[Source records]
________
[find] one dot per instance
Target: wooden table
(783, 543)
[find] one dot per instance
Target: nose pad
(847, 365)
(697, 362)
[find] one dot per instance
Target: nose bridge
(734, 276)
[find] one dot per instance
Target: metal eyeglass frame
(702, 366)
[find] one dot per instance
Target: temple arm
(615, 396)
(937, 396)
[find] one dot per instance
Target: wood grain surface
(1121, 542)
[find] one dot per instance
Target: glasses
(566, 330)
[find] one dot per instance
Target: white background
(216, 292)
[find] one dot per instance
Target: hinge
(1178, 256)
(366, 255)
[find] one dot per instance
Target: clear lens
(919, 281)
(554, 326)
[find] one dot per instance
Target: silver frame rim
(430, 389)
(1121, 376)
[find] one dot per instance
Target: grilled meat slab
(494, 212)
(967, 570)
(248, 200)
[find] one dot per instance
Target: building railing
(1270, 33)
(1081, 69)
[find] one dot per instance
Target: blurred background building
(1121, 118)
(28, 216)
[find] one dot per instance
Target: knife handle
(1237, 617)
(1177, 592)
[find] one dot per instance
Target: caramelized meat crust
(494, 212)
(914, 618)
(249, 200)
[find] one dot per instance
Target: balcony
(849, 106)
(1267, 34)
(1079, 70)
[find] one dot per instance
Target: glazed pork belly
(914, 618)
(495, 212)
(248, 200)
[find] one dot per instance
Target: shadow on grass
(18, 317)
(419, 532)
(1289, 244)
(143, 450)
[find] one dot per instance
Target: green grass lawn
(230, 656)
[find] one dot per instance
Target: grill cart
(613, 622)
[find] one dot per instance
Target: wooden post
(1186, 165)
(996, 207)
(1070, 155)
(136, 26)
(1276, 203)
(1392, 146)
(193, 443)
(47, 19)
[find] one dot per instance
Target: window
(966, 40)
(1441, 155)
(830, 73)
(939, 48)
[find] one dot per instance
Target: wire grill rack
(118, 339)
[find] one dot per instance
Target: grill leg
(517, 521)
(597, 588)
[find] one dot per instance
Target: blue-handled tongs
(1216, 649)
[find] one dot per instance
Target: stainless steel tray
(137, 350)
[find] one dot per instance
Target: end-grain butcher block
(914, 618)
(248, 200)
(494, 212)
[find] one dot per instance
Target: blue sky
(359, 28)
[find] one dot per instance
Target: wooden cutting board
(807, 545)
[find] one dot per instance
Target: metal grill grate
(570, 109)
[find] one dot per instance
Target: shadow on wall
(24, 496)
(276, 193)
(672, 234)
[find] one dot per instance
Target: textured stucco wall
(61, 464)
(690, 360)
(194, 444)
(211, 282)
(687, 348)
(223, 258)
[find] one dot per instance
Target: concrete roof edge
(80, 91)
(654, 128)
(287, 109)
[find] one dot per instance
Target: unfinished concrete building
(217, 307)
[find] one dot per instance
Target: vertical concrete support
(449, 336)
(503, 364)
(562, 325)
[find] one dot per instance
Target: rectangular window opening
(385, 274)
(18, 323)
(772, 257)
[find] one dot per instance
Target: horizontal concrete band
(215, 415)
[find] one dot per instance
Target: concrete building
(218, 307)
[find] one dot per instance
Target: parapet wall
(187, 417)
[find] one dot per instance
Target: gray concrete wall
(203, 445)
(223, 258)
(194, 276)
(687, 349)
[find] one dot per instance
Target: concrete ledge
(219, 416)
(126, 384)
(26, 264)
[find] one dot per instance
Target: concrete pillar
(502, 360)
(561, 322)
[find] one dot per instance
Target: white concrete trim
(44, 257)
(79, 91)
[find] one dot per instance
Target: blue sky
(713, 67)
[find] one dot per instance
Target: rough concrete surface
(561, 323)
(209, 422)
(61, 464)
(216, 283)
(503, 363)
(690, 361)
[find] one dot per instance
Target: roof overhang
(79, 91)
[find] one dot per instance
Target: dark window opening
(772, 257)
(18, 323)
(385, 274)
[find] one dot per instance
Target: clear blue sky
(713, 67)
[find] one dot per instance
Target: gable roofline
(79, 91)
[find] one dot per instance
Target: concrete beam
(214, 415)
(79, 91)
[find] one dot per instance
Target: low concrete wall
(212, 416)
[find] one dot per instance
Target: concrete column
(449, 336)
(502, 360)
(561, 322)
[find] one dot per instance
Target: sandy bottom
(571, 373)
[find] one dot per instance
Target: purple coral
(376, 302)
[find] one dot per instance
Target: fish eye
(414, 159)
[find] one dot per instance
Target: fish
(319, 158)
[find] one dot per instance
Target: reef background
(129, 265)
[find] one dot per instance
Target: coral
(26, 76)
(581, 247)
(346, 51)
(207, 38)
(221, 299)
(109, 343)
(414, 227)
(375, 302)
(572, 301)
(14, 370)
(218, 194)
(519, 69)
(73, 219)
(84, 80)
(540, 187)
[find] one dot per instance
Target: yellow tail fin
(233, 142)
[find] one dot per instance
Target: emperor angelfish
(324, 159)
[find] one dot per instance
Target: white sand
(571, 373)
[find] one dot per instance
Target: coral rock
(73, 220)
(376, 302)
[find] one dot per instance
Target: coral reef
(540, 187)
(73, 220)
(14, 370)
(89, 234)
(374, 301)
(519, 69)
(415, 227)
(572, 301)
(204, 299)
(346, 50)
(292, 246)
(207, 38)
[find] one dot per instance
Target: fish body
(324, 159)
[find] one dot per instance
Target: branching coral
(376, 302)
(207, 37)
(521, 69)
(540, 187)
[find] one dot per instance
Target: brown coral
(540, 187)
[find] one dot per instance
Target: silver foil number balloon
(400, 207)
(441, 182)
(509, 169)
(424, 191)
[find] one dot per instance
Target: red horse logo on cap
________
### [YOUR OBJECTIVE]
Copy all the entries verbatim.

### [SOLUTION TO THIS PROBLEM]
[find] one dot per instance
Target: wooden table
(783, 543)
[find] one dot per instance
Target: nose pad
(847, 365)
(697, 362)
[find] one dot per instance
Target: nose bridge
(734, 276)
[find] one dot per instance
Target: metal eyeglass frame
(702, 366)
[find] one dot per instance
Target: temple arm
(615, 396)
(937, 396)
[find] one dot per instance
Target: wood grain surface
(1121, 542)
[find] one dot per instance
Target: glasses
(566, 330)
[find] one dot per instance
Target: white background
(216, 292)
[find] one dot per instance
Target: hinge
(1178, 256)
(366, 255)
[find] one dot per instance
Target: clear lens
(919, 281)
(554, 326)
[find] one dot per instance
Target: silver frame rim
(430, 389)
(1121, 376)
[find] one dot per instance
Target: grilled meat slab
(494, 212)
(967, 570)
(248, 200)
[find] one dot per instance
Target: building railing
(1270, 33)
(1081, 69)
[find] one dot per instance
Target: blurred background building
(1121, 118)
(28, 216)
[find] one dot per instance
Target: knife handle
(1237, 617)
(1177, 592)
[find] one dot per instance
Target: caramelized meat crust
(494, 212)
(914, 618)
(249, 200)
[find] one dot per instance
Target: balcony
(849, 106)
(1267, 34)
(1079, 70)
[find] one dot per instance
Target: glazed pork belly
(914, 618)
(495, 212)
(248, 200)
[find] one dot per instance
Target: shadow on grass
(18, 317)
(419, 532)
(1289, 244)
(143, 450)
[find] one dot per instance
Target: green grass lawn
(230, 656)
[find] one dot per instance
Target: grill cart
(613, 622)
[find] one dot per instance
Target: wooden post
(1186, 165)
(996, 207)
(1070, 155)
(136, 26)
(1276, 203)
(1392, 146)
(193, 443)
(47, 19)
[find] one dot per instance
Target: window
(966, 40)
(1441, 155)
(830, 73)
(939, 48)
[find] one dot per instance
Target: wire grill rack
(118, 339)
[find] one dot per instance
Target: grill leg
(517, 521)
(597, 588)
[find] one dot per instance
Target: blue-handled tongs
(1216, 649)
[find] one dot per instance
Target: stainless steel tray
(137, 350)
[find] one dot per instance
Target: end-grain butcher block
(914, 618)
(248, 200)
(494, 212)
[find] one dot per instance
Target: blue sky
(359, 28)
[find] one dot per instance
Target: wooden cutting board
(807, 545)
[find] one dot per instance
Target: metal grill grate
(570, 109)
[find] one dot per instance
Target: shadow on wall
(24, 496)
(276, 193)
(672, 234)
[find] one dot per instance
Target: textured stucco wall
(61, 464)
(690, 360)
(194, 444)
(211, 282)
(687, 348)
(223, 258)
[find] one dot per instance
Target: concrete roof edge
(80, 91)
(654, 128)
(287, 109)
[find] one dot per instance
Target: unfinished concrete building
(217, 307)
[find] one dot per instance
Target: vertical concrete support
(449, 336)
(503, 364)
(562, 325)
[find] one dot per instance
Target: rectangular window opening
(385, 274)
(18, 323)
(772, 257)
[find] one dot per instance
Target: horizontal concrete band
(215, 415)
[find] one dot per instance
Target: concrete building
(218, 307)
[find] one dot per instance
Target: parapet wall
(187, 417)
[find] one dot per instance
Target: gray concrete wall
(203, 445)
(223, 258)
(194, 276)
(687, 349)
[find] one dot per instance
Target: concrete ledge
(219, 416)
(126, 384)
(26, 264)
[find] one dot per instance
Target: concrete pillar
(502, 360)
(561, 322)
[find] one dot per instance
Target: white concrete trim
(44, 257)
(79, 91)
[find] one dot per instance
Target: blue sky
(713, 67)
[find] one dot per instance
Target: rough concrete surface
(561, 323)
(209, 422)
(61, 464)
(216, 283)
(503, 363)
(690, 361)
[find] one dot per instance
Target: roof overhang
(79, 91)
[find] one dot per instance
Target: dark window opening
(772, 257)
(18, 323)
(385, 274)
[find] one dot per instance
Target: clear blue sky
(713, 67)
[find] one dot per instance
Target: gable roofline
(79, 91)
[find] one dot per instance
Target: concrete beam
(214, 415)
(79, 91)
[find] one dot per instance
Target: low concrete wall
(212, 416)
[find] one dot per instance
Target: concrete column
(449, 336)
(502, 360)
(561, 322)
[find] one dot per instance
Target: sandy bottom
(571, 373)
[find] one dot per instance
Target: purple coral
(376, 302)
[find] one dot per instance
Target: fish eye
(414, 159)
[find] one dot per instance
Target: fish
(319, 158)
[find] one dot per instance
Target: reef background
(129, 265)
[find] one dot per instance
Target: coral
(26, 76)
(581, 247)
(346, 51)
(207, 38)
(221, 299)
(109, 343)
(414, 227)
(375, 302)
(572, 301)
(14, 370)
(218, 194)
(519, 69)
(73, 219)
(84, 80)
(540, 187)
[find] one dot per instance
Target: yellow tail fin
(233, 142)
[find] one dot per instance
Target: emperor angelfish
(324, 159)
[find] one dot per instance
Target: white sand
(571, 373)
[find] one dot per instance
Target: coral rock
(73, 220)
(376, 302)
[find] one dot per instance
Target: coral reef
(540, 187)
(73, 220)
(14, 370)
(89, 234)
(374, 301)
(519, 69)
(415, 227)
(572, 301)
(204, 299)
(346, 50)
(292, 246)
(207, 38)
[find] one dot per instance
Target: fish body
(324, 159)
[find] one dot per instance
Target: branching coral
(376, 302)
(207, 37)
(521, 69)
(540, 187)
[find] one dot per instance
Target: brown coral
(540, 187)
[find] one dot per instance
Target: silver foil number balloon
(400, 207)
(441, 182)
(509, 169)
(424, 191)
[find] one dot per instance
Target: red horse logo on cap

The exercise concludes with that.